Problem: Go through the listing and copy every line word for word.

(Point-based annotation data)

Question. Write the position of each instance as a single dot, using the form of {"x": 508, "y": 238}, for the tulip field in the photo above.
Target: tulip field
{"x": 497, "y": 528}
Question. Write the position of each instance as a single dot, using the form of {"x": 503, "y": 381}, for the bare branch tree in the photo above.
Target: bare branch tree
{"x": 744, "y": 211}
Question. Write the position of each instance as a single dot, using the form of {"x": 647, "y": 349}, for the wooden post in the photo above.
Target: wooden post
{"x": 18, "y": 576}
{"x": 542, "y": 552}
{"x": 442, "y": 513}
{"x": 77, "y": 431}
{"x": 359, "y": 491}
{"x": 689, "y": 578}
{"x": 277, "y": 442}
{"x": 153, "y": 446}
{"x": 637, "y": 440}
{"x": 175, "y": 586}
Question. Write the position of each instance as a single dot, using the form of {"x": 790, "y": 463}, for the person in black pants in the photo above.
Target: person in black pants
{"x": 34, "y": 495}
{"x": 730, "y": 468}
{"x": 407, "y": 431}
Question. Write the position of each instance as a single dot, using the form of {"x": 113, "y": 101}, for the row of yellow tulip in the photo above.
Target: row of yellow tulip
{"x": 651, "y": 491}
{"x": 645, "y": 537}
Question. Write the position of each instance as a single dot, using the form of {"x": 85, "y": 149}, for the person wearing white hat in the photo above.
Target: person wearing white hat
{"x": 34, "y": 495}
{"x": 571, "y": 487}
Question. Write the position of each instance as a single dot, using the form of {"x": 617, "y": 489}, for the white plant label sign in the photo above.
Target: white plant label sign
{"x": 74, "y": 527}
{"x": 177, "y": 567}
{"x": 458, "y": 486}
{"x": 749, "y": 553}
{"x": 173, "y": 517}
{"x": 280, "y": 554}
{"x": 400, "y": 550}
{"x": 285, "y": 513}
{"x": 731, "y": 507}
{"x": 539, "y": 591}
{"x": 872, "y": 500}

Written answer:
Question. Write the position of each instance as a single dot, using the form of {"x": 508, "y": 238}, for the tulip field in the photo above.
Target: tulip field
{"x": 497, "y": 528}
Question. Write the position of each instance as a single dot, using the form of {"x": 503, "y": 381}, for the bare branch tree in the photo above.
Target: bare branch tree
{"x": 744, "y": 211}
Question. Write the position of each instance as a single dot, using the form of {"x": 647, "y": 349}, for the wooden post in the photo above.
Target: wooden post
{"x": 18, "y": 576}
{"x": 542, "y": 552}
{"x": 442, "y": 513}
{"x": 77, "y": 431}
{"x": 359, "y": 491}
{"x": 689, "y": 578}
{"x": 277, "y": 442}
{"x": 153, "y": 446}
{"x": 637, "y": 440}
{"x": 175, "y": 586}
Question. Write the position of each instance as a single dot, using the form of {"x": 790, "y": 463}, for the person in black pants in the photo above.
Target: person in black pants
{"x": 34, "y": 495}
{"x": 730, "y": 468}
{"x": 407, "y": 431}
Question. Write the position of each instance as a single dot, using the form of {"x": 113, "y": 101}, for the row of yellow tulip in the photo above.
Target: row of yellow tulip
{"x": 651, "y": 491}
{"x": 645, "y": 537}
Question. Write the position of each instance as a single dot, using the form of {"x": 85, "y": 149}, for the person wearing white hat in the photo above.
Target: person wearing white hat
{"x": 34, "y": 495}
{"x": 571, "y": 487}
Question. Write the position of each instance as a single dot, using the form of {"x": 617, "y": 489}, for the white plant label sign in the photo above.
Target: white plant label sign
{"x": 74, "y": 527}
{"x": 177, "y": 567}
{"x": 458, "y": 486}
{"x": 749, "y": 553}
{"x": 173, "y": 517}
{"x": 280, "y": 554}
{"x": 400, "y": 550}
{"x": 285, "y": 513}
{"x": 731, "y": 507}
{"x": 539, "y": 591}
{"x": 872, "y": 500}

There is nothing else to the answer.